— Begin TEXT PASSAGE —
His debut short film, “Major Nobody,” shot entirely in Port Townsend, was an official selection at the recent 2020 Social Justice Film Festival, part of the “Block 23: Poverty in America” offerings, and received much praise.

The man himself was called “a cinematic force to be reckoned with” by Mike Buchman, of Solid Ground’s Groundviews Blog, who highlighted the film’s “beautiful scenery and perceptive commentary.”

Lum Cheong, who releases work under the name Robin Ray, is a musician, songwriter, screenwriter, poet, novelist and blogger.

Although he’s a lifelong movie buff, “Major Nobody” is his first serious foray into filmmaking.

The movie (about 15 minutes long) centers on a homeless man suffering from mental illness and a history of abuse who must decide whether he wants to stay as free as a bird or surrender to being institutionalized.

Lum Cheong was the screenwriter, director, editor, composer, cinematographer and lead actor — as well as the inspiration.

“It’s very autobiographical,” he said. “I was homeless before I came to Port Townsend. I was homeless for years before I came to Port Townsend and then I was homeless here. And I stayed in a shelter and then eventually I got this place at the San Juan Commons.”

From his new home, described as “a collection of 50 spacious apartments for seniors (age 55-plus) in a park-like setting,” the auteur had continued his prolific publishing rate of a book per year until a stall lead to his shift to movies.
— End TEXT PASSAGE —
— Begin SUPPLIED RECORDS —
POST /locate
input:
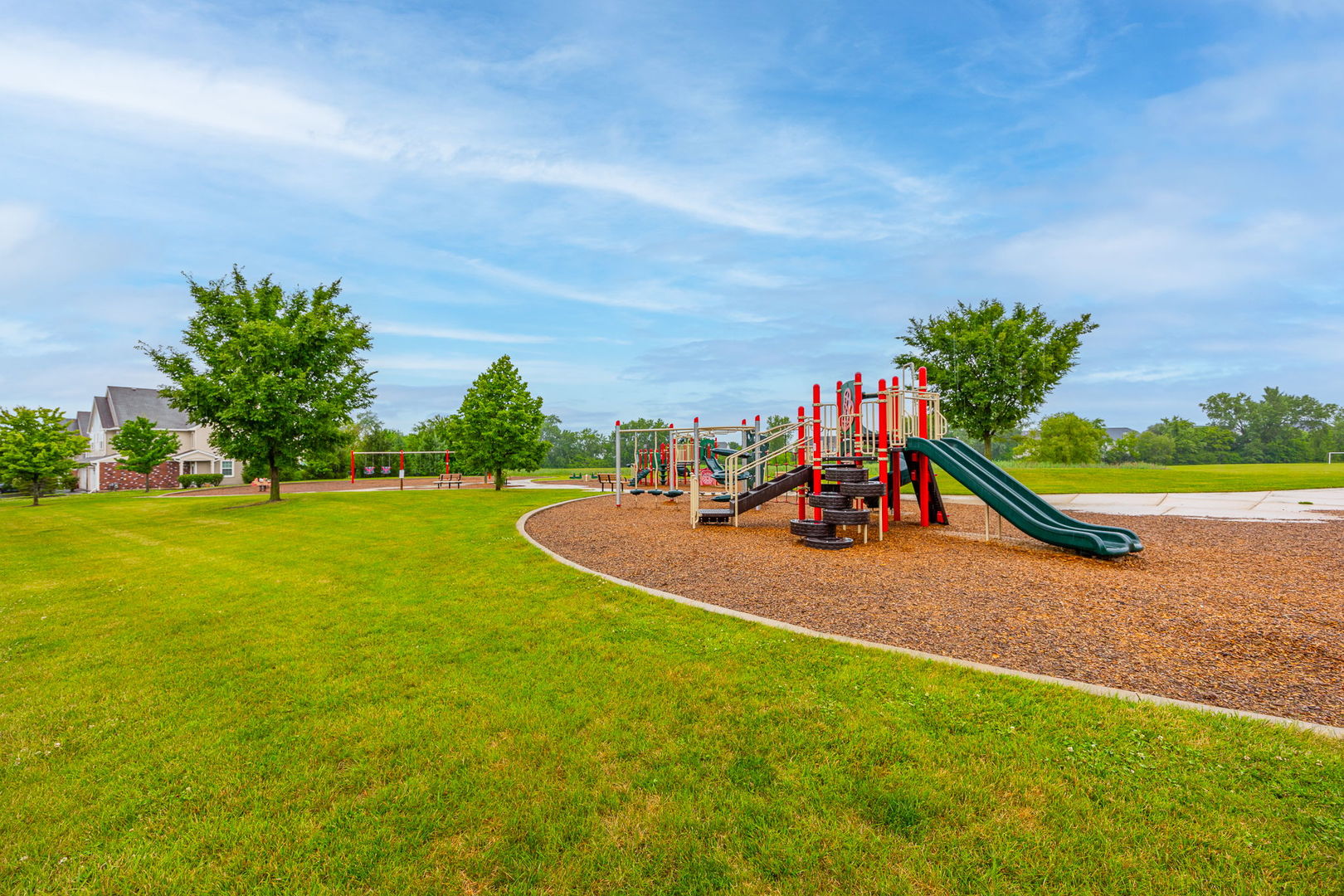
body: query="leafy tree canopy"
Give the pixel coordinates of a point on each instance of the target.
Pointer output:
(1276, 427)
(1064, 438)
(275, 375)
(143, 446)
(37, 445)
(993, 366)
(499, 425)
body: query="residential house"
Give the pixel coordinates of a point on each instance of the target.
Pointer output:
(121, 403)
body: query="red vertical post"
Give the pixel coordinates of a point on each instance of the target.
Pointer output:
(816, 446)
(884, 475)
(923, 458)
(895, 470)
(802, 434)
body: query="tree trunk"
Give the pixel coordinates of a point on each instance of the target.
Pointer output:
(275, 479)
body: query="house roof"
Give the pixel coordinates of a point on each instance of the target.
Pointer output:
(100, 403)
(127, 403)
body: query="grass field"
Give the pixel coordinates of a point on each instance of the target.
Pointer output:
(1213, 477)
(394, 694)
(1131, 480)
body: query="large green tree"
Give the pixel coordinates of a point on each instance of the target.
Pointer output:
(37, 445)
(499, 425)
(1274, 429)
(143, 446)
(1064, 438)
(993, 366)
(275, 375)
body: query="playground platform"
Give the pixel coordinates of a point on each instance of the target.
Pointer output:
(1298, 505)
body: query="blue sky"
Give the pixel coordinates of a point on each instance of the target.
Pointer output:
(671, 210)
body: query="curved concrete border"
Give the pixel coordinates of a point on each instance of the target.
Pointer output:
(1137, 696)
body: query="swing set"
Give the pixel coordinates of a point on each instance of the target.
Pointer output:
(378, 469)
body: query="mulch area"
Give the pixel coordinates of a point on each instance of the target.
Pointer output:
(1248, 616)
(344, 485)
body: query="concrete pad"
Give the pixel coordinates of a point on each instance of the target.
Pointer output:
(1136, 500)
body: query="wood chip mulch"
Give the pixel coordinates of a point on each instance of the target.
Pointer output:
(1248, 616)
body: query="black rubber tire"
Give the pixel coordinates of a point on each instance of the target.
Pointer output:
(863, 489)
(847, 518)
(825, 500)
(828, 544)
(815, 528)
(845, 473)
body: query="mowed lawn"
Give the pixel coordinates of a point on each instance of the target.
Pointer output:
(396, 694)
(1209, 477)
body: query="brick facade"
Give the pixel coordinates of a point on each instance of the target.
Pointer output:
(162, 477)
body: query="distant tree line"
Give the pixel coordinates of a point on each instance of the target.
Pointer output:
(1273, 429)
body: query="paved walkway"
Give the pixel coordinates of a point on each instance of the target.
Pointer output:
(1298, 505)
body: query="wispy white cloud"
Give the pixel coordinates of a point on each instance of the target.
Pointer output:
(1159, 250)
(19, 223)
(246, 105)
(392, 328)
(1188, 371)
(21, 338)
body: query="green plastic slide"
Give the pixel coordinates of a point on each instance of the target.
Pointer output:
(1022, 507)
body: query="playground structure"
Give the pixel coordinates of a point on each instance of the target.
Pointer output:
(845, 462)
(386, 469)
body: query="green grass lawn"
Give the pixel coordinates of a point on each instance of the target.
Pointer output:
(394, 694)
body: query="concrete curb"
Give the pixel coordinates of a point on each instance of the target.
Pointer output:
(1137, 696)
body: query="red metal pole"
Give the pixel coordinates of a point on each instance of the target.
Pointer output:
(882, 451)
(802, 434)
(923, 458)
(895, 388)
(816, 446)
— End SUPPLIED RECORDS —
* **TASKS FOR THIS EXERCISE**
A) According to the film profile, which festival selected "Major Nobody" as an official selection?
B) Continue the profile of the "Major Nobody" filmmaker from where it stops.

* **TASK ANSWERS**
A) The 2020 Social Justice Film Festival, as part of the "Block 23: Poverty in America" offerings.

B)
“I started thinking about it because I got into a deep funk where I wasn’t writing anything,” Lum Cheong recalled. “I didn’t publish anything last year ... and it’s always been my goal to publish something every year.”

The short was made, Lum Cheong said, with a very particular audience in mind.

“I made the movie for the Port Townsend festival specifically,” he said. “Everything in it has to do with Port Townsend and I wanted to make the deadline for the Port Townsend Film Festival because I was hoping to be a shoo-in.”

Though “Major Nobody” was not chosen for inclusion in the 2020 PTFF lineup, it did find a home soon thereafter. Two, in fact.

“I sent it around to different companies ... and two festivals have picked it up so far, so that’s pretty cool,” Lum Cheong said.

“Doing the film, it was anaccomplishment,” he added. “It bothered me, of course, that Port Townsend wasn’t interested in it, but other people were. Especially, I’m getting attention from social justice kind of concerns because the film does have a very heavy theme to it, which is homelessness and mental health.”

Both are subjects with which Lum Cheong is intimately familiar.

“I have a long history of homelessness; very long history of homelessness,” he said, rattling off the cities in which he has lived on the streets and in cars: Los Angeles, Nashville, Rhode Island, New York, Seattle.

In Port Townsend, though, Lum Cheong has had a steady home for two years and found the perfect backdrop for his first film.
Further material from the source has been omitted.